> Extract to read
Categories
python python-3.x string

Convert bytes to a string

3397

I captured the standard output of an external program into a bytes object:

>>> from subprocess import *
>>> command_stdout = Popen(['ls', '-l'], stdout=PIPE).communicate()[0]
>>>
>>> command_stdout
b'total 0\n-rw-rw-r-- 1 thomas thomas 0 Mar  3 07:03 file1\n-rw-rw-r-- 1 thomas thomas 0 Mar  3 07:03 file2\n'

I want to convert that to a normal Python string, so that I can print it like this:

>>> print(command_stdout)
-rw-rw-r-- 1 thomas thomas 0 Mar  3 07:03 file1
-rw-rw-r-- 1 thomas thomas 0 Mar  3 07:03 file2

I tried the binascii.b2a_qp() method, but got the same bytes object again:

>>> binascii.b2a_qp(command_stdout)
b'total 0\n-rw-rw-r-- 1 thomas thomas 0 Mar  3 07:03 file1\n-rw-rw-r-- 1 thomas thomas 0 Mar  3 07:03 file2\n'

How do I convert the bytes object to a str with Python 3?

4

  • 133

    why doesn’t str(text_bytes) work? This seems bizarre to me.

> Given entries
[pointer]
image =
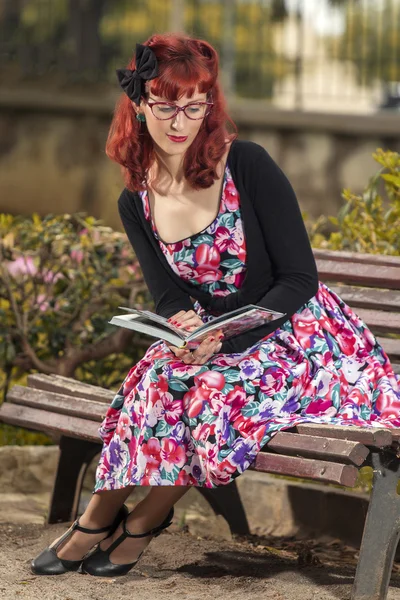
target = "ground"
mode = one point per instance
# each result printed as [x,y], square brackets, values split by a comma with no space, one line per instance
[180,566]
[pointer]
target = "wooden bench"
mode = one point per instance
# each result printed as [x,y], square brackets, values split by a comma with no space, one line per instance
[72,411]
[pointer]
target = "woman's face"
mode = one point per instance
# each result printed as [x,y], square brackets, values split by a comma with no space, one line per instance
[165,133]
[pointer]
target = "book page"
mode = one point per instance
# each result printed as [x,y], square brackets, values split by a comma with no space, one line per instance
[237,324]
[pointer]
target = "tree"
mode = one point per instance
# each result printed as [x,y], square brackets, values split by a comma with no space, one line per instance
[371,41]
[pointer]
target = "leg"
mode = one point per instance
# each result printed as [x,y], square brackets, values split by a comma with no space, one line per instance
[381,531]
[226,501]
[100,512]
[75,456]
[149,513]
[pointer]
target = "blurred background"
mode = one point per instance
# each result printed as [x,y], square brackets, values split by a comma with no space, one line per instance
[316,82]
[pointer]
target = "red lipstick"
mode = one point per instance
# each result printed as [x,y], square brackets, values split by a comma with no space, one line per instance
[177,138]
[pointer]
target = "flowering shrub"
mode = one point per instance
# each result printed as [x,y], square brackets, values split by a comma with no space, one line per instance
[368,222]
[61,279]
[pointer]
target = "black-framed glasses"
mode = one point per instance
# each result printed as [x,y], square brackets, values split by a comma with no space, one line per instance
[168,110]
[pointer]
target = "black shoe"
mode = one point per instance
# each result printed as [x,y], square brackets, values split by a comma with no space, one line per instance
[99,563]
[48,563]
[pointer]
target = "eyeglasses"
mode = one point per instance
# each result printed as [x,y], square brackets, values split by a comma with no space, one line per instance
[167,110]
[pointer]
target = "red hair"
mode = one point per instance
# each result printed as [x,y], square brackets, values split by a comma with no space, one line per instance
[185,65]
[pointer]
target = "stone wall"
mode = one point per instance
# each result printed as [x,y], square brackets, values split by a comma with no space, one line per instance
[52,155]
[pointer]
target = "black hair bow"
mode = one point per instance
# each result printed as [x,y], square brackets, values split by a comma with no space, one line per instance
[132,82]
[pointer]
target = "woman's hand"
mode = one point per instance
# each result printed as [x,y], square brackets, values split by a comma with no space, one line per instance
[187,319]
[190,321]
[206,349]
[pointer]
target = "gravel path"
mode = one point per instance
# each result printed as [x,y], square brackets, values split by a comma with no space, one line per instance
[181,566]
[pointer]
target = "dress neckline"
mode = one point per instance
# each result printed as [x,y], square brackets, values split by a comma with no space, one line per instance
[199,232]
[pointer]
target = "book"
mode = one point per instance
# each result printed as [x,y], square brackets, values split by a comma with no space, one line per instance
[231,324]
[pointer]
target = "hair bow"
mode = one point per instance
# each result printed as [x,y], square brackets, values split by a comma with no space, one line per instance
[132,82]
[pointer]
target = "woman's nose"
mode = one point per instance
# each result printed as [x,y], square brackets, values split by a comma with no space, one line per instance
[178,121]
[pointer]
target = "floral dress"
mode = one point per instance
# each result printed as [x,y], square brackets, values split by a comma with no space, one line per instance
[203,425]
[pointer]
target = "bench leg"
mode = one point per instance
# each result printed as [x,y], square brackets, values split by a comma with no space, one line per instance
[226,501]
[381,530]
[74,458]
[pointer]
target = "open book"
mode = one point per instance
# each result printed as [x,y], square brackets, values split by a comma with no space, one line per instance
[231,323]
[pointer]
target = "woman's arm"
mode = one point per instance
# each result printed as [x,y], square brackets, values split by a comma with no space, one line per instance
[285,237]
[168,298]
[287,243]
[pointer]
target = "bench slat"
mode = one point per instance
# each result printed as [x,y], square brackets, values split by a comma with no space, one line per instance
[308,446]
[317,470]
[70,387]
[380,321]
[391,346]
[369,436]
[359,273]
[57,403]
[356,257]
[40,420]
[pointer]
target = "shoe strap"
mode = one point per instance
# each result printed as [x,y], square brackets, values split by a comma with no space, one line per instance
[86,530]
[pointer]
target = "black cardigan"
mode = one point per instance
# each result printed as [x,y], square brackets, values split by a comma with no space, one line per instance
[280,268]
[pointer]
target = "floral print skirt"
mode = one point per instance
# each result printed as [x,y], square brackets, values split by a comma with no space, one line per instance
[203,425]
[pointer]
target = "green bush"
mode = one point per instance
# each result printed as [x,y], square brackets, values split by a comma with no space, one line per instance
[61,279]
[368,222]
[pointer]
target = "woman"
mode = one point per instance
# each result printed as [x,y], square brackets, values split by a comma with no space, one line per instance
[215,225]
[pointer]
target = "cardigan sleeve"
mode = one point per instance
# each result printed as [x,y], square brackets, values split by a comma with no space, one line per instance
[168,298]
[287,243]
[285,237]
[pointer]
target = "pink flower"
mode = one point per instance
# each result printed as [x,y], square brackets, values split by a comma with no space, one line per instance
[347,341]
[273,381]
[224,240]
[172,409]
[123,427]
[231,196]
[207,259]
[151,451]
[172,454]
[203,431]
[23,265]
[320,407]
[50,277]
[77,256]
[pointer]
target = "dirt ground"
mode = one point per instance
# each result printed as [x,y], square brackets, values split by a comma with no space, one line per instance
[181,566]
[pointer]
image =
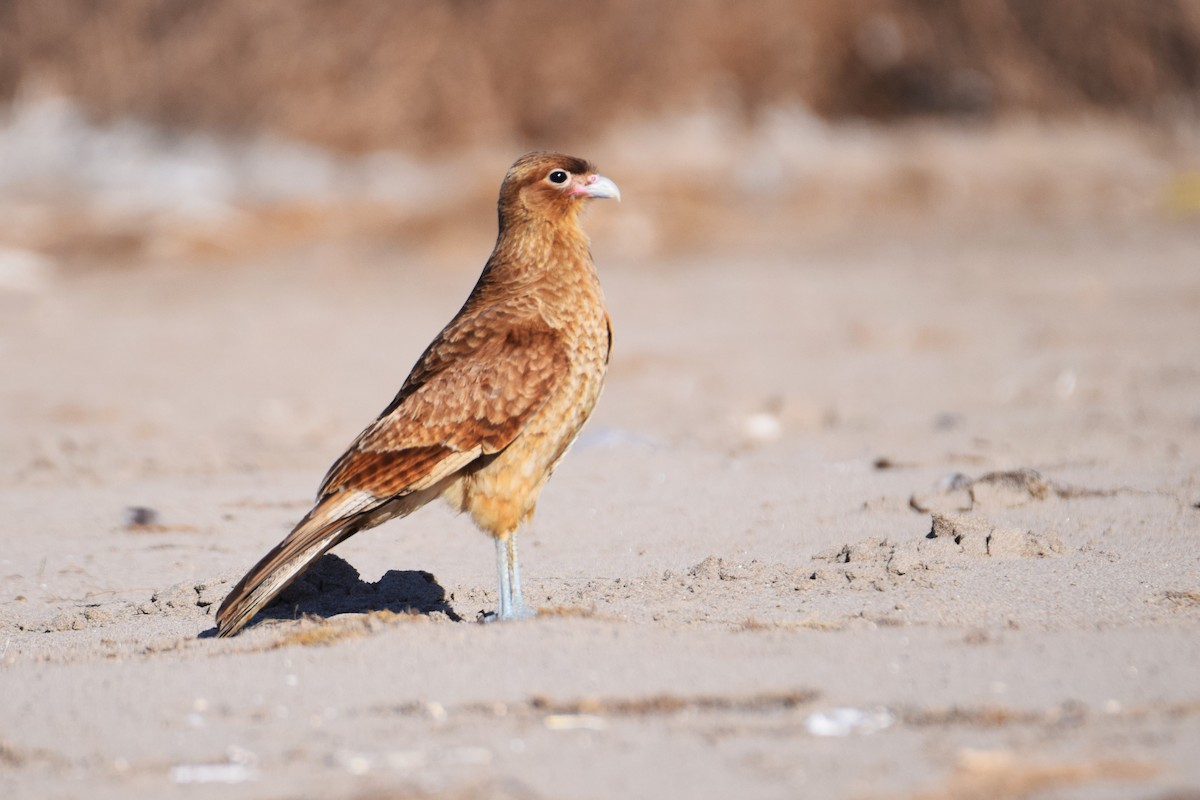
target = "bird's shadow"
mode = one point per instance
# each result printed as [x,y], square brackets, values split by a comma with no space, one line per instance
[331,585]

> Given instruction
In the thread about converting bytes to a string, which method did the asker try that gave back the same bytes object?

> Response
binascii.b2a_qp()